▸ **SET EXERCISE**
Please reproduce the stretch of rows from the one containing "blue handrail | get-box --all" through the one containing "[120,92,145,115]", with both of those rows included, character for character.

— BEGIN AVAILABLE RECORDS —

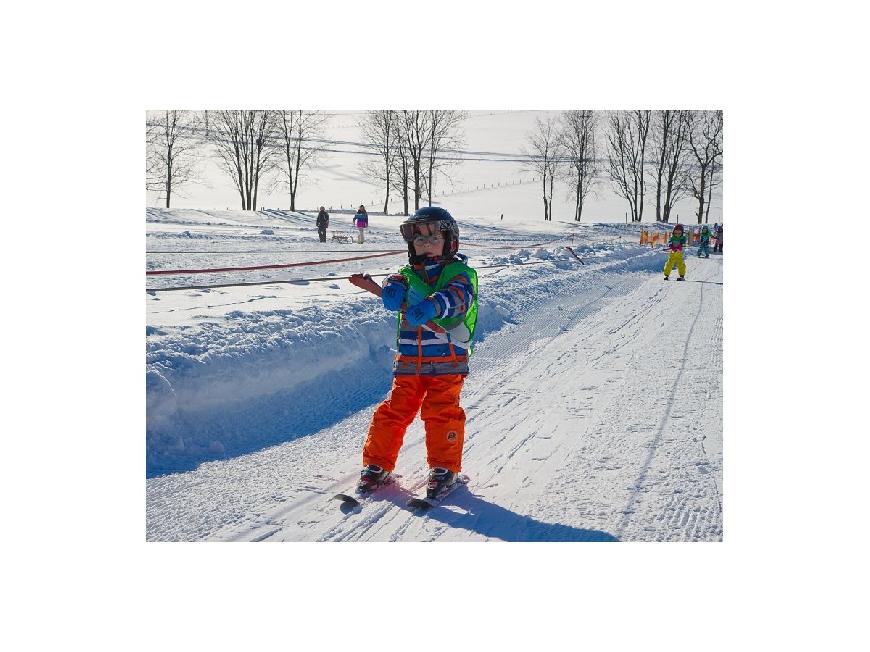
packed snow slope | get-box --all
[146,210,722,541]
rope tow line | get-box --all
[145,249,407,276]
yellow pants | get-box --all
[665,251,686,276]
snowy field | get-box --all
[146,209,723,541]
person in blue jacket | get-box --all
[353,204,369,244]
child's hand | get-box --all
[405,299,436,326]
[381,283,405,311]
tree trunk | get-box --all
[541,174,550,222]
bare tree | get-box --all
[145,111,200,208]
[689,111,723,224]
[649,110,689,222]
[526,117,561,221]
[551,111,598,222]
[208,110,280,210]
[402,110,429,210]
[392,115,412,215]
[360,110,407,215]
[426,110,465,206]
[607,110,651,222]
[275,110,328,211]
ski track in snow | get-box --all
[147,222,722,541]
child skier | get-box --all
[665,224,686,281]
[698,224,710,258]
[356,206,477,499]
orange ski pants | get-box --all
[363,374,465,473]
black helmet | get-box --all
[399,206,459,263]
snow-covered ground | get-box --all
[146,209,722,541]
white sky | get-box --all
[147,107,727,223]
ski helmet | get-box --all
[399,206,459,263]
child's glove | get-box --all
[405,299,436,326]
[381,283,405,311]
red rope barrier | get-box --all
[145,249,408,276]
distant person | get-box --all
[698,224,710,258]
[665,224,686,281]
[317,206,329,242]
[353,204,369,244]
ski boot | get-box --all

— END AVAILABLE RECORDS —
— BEGIN AVAILABLE RECORDS —

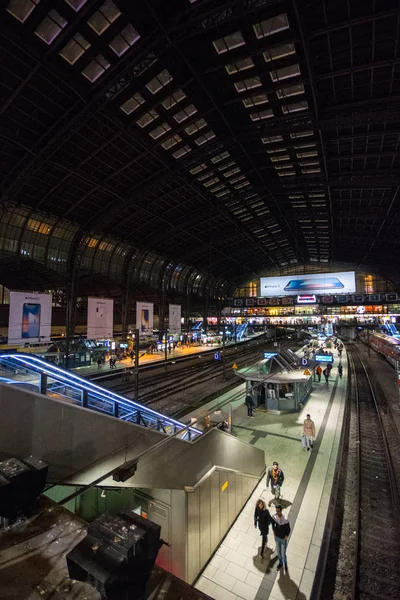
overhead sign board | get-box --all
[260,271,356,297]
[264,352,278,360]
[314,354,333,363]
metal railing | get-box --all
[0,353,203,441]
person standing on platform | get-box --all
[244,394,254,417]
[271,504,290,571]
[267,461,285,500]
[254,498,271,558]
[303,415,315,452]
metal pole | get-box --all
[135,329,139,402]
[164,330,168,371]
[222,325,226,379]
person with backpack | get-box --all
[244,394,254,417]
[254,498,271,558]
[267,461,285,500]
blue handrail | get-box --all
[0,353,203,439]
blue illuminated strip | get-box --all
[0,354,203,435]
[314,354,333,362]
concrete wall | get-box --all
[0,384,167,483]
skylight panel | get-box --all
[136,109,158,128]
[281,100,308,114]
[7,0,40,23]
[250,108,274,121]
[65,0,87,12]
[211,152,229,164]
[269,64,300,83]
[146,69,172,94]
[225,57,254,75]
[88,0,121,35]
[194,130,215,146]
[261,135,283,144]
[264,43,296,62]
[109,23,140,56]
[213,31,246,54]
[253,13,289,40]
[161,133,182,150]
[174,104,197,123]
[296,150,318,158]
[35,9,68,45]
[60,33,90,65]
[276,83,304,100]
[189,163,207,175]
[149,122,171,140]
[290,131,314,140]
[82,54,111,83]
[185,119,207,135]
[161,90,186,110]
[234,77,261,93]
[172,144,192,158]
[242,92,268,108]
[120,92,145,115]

— END AVAILABLE RECORDS —

▸ **PROBLEM SOLUTION**
blue handrail | get-box --all
[0,353,203,439]
blue illuminated strip | get-box --all
[0,354,203,435]
[314,354,333,362]
concrete wall | get-box --all
[0,384,167,483]
skylight panel | get-box --all
[136,109,158,128]
[281,100,308,114]
[7,0,40,23]
[250,108,274,121]
[65,0,87,12]
[211,152,229,164]
[269,64,300,83]
[146,69,172,94]
[225,57,254,75]
[88,0,121,35]
[194,130,215,146]
[261,135,283,144]
[264,43,296,62]
[109,23,140,56]
[213,31,246,54]
[253,13,289,40]
[161,133,182,150]
[174,104,197,123]
[296,150,318,158]
[35,9,68,45]
[60,33,90,65]
[276,83,304,100]
[189,163,207,175]
[149,122,171,140]
[290,131,314,140]
[82,54,111,83]
[185,119,207,135]
[161,90,186,110]
[234,77,261,93]
[172,144,192,158]
[242,92,268,108]
[120,92,145,115]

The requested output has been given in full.